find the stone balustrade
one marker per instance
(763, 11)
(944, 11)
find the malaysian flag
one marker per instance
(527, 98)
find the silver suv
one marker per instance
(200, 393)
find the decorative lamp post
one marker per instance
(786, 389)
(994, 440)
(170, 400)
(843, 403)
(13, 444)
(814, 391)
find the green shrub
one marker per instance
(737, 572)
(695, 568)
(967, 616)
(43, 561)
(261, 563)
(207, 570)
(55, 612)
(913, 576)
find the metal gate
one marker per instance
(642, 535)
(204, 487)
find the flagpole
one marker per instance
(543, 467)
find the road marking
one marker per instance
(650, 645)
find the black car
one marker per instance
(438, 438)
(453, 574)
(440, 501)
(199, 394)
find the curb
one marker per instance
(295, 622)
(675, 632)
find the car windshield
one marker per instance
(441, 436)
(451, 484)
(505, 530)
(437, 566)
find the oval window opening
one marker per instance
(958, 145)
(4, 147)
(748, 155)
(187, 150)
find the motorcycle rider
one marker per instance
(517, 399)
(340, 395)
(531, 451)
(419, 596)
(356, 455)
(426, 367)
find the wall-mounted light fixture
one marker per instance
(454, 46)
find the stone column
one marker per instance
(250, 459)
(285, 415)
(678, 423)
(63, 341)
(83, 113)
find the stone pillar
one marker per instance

========================

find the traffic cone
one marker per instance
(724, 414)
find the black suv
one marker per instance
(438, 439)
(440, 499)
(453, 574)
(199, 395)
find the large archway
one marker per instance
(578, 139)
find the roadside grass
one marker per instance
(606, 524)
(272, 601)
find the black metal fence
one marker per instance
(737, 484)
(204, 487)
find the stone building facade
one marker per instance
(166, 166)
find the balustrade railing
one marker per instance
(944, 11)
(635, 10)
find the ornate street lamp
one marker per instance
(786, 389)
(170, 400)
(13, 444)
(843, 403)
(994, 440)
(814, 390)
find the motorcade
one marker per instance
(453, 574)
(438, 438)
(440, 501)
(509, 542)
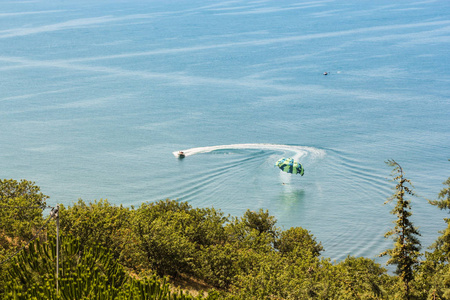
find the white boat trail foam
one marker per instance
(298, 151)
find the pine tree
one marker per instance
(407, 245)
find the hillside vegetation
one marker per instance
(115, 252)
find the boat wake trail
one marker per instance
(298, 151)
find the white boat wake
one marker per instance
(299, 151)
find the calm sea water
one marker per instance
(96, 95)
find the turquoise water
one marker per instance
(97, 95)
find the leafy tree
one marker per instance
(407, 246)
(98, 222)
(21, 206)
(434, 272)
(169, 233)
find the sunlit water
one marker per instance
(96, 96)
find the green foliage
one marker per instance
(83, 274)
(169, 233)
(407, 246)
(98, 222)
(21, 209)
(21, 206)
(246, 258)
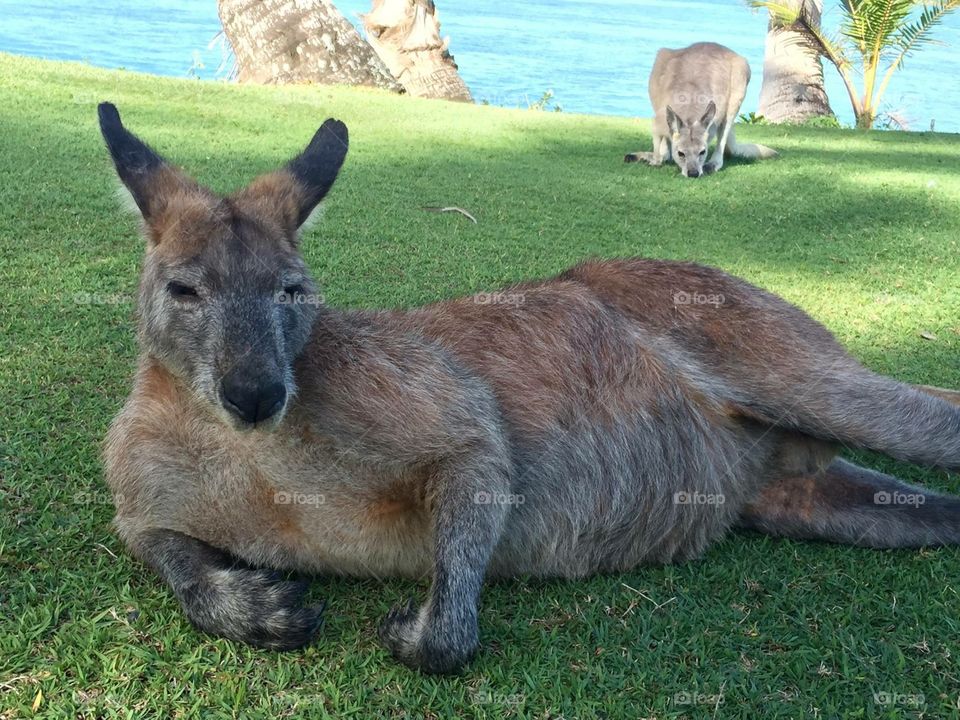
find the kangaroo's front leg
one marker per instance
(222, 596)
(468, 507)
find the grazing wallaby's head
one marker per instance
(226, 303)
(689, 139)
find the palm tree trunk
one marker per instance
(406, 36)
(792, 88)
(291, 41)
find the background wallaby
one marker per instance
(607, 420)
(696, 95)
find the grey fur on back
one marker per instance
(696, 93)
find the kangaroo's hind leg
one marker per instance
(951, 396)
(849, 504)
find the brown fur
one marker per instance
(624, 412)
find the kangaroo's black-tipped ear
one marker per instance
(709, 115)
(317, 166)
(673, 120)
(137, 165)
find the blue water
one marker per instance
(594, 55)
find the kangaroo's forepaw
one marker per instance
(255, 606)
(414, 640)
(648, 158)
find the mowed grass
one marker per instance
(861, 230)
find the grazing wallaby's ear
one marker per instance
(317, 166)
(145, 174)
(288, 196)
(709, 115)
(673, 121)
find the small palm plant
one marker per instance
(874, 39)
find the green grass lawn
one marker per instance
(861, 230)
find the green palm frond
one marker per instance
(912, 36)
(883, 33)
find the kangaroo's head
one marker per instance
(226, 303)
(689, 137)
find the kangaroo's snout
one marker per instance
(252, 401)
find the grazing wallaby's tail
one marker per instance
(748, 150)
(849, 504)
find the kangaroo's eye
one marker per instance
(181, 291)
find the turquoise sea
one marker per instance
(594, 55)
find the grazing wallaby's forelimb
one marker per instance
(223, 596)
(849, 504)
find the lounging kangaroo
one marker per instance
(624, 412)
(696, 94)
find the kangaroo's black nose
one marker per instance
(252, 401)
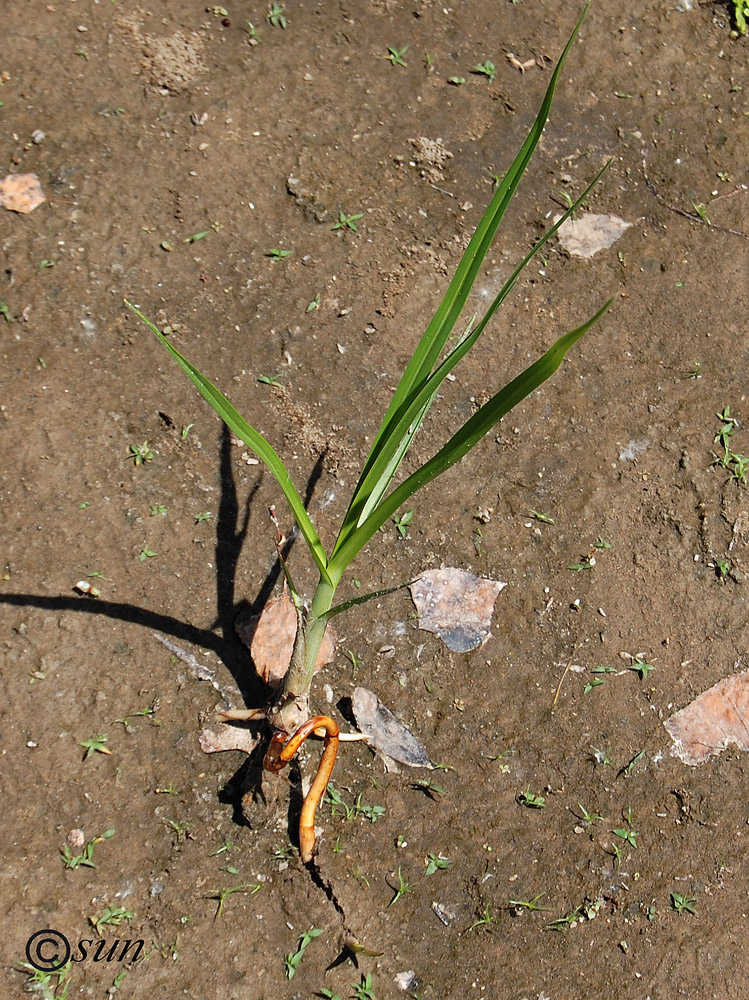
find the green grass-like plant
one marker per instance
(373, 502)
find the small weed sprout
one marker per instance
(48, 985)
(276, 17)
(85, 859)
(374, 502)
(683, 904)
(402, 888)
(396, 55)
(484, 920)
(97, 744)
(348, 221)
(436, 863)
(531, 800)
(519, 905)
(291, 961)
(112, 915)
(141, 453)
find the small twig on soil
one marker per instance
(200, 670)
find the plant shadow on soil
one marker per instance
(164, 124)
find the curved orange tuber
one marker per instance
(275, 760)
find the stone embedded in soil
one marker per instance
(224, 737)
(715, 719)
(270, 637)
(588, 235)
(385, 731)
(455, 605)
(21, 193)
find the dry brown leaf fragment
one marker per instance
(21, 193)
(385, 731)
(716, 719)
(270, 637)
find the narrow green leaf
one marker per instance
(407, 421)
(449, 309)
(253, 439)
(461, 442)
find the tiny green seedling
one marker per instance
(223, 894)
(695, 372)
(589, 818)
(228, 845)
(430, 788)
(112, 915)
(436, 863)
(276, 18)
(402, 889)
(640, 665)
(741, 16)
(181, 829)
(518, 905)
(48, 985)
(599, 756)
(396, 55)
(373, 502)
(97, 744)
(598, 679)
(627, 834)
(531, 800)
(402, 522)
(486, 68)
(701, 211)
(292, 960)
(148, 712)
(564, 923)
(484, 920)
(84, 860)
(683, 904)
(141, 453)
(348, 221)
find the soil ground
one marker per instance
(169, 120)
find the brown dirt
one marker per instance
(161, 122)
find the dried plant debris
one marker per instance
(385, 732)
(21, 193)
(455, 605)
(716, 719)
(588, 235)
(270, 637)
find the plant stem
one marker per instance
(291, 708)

========================

■ Stated problem
Extract each line above, from both blocks, that contains the word "grazing". Letter case must match.

■ Solution
find the grazing wallaby's head
find the grazing wallaby's ear
find the grazing wallaby's tail
find the grazing wallaby's forelimb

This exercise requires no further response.